[Saved entries]
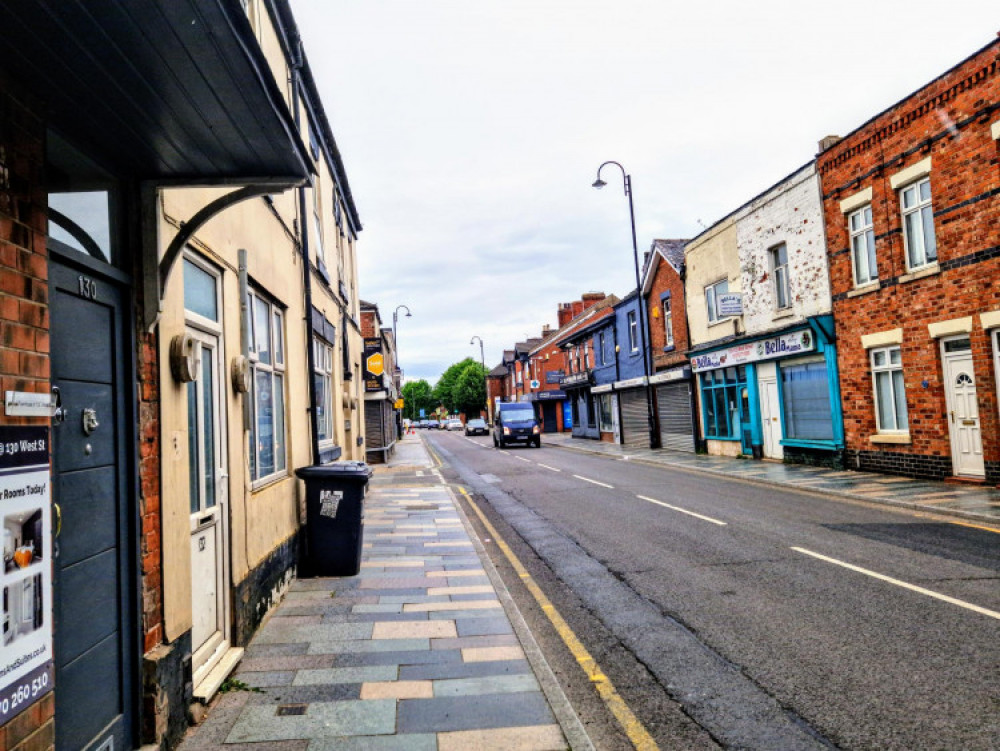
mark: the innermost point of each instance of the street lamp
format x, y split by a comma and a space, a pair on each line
486, 382
599, 183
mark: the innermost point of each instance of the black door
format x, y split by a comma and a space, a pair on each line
93, 576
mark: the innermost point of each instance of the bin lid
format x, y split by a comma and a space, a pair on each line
332, 470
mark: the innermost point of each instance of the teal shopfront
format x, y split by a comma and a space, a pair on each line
773, 396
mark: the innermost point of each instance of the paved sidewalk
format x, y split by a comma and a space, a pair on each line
416, 652
981, 503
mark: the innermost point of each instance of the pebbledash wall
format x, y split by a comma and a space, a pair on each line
24, 318
922, 329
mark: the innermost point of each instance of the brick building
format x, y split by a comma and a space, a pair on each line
912, 209
663, 290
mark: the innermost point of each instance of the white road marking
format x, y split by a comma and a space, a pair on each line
595, 482
681, 510
904, 585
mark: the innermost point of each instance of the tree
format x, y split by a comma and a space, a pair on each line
462, 387
470, 390
417, 395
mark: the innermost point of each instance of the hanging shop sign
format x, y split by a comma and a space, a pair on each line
374, 364
26, 667
782, 345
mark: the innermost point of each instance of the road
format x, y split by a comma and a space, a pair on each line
739, 616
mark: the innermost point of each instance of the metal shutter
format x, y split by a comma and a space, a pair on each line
635, 418
673, 401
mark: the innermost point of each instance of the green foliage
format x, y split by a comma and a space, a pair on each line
417, 395
462, 387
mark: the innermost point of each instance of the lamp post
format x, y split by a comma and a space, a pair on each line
395, 344
599, 183
486, 382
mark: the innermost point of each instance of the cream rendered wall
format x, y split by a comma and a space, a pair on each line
260, 519
790, 213
709, 258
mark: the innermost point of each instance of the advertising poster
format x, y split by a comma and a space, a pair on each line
374, 364
26, 668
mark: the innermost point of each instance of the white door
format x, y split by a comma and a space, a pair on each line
207, 489
963, 409
770, 417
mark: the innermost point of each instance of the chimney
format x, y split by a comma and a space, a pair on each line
565, 313
828, 142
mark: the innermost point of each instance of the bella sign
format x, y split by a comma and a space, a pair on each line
783, 345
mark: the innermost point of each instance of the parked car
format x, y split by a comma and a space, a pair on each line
476, 426
516, 423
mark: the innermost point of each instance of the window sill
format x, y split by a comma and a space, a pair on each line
920, 273
901, 438
865, 289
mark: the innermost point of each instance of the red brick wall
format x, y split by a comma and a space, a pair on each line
667, 280
949, 120
24, 314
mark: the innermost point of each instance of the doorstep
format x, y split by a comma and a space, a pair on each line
209, 686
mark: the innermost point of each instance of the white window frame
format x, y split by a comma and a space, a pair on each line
781, 288
323, 369
861, 231
668, 321
712, 300
923, 208
888, 367
276, 368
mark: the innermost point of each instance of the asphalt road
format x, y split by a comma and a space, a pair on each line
751, 617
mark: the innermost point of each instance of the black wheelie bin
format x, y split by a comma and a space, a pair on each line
335, 517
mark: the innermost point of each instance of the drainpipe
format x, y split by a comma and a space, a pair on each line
306, 270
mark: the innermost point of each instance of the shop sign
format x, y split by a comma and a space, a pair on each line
26, 667
783, 345
374, 364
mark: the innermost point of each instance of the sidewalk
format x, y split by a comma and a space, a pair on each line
979, 503
422, 650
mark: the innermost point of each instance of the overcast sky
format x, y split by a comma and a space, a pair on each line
472, 130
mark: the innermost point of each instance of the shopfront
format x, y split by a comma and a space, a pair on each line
775, 396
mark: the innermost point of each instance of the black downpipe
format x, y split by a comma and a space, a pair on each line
306, 270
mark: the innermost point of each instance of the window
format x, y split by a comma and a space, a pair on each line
267, 359
859, 225
918, 224
720, 400
323, 379
668, 322
805, 399
712, 293
633, 333
779, 276
890, 395
605, 417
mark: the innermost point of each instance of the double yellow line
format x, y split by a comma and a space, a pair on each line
634, 729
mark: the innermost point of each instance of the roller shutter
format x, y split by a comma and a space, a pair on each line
635, 418
673, 401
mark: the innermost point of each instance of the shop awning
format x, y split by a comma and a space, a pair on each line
173, 92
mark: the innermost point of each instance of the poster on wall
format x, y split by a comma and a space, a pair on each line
26, 668
374, 364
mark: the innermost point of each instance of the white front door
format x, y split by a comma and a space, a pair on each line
963, 409
207, 490
770, 417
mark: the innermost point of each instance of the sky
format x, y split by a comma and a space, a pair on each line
472, 130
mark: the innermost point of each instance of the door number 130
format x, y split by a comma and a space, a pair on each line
87, 286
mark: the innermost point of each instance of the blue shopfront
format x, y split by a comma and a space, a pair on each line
773, 396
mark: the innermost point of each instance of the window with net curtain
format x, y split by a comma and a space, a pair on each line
806, 402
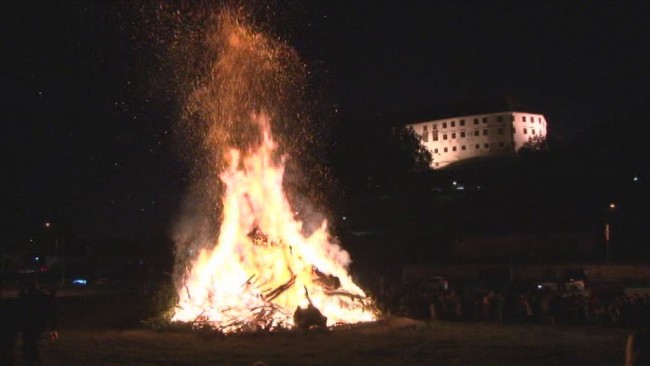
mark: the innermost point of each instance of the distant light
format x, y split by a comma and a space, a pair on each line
79, 282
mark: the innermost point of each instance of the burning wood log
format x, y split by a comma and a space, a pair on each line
328, 281
309, 317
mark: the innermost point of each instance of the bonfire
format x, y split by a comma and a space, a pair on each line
264, 271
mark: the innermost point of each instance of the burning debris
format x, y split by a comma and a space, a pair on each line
263, 272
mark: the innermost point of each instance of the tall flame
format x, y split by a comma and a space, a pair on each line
263, 266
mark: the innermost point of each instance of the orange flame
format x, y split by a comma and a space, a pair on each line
263, 267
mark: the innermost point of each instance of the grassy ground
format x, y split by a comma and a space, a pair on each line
101, 330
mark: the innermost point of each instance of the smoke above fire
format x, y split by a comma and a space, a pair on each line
247, 259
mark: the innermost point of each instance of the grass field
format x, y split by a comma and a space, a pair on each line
103, 330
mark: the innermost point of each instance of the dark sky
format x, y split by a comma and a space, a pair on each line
86, 142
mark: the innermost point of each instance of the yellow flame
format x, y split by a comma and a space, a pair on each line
263, 267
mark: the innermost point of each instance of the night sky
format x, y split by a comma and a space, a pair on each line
88, 140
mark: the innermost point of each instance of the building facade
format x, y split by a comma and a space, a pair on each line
455, 139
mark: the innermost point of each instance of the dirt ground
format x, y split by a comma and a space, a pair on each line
380, 344
105, 331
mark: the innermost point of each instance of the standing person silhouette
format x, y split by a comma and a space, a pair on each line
9, 328
37, 313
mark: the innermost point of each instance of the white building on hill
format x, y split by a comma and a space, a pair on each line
481, 135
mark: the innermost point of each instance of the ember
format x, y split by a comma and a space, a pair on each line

Aim of the exercise: Copy every line in the records above that contains the word "black".

Exercise solution:
mark: the innermost point of each instance of the black door
mark: the innermost point of each instance of the black wheelie bin
mark: the innermost point of each instance of the black downpipe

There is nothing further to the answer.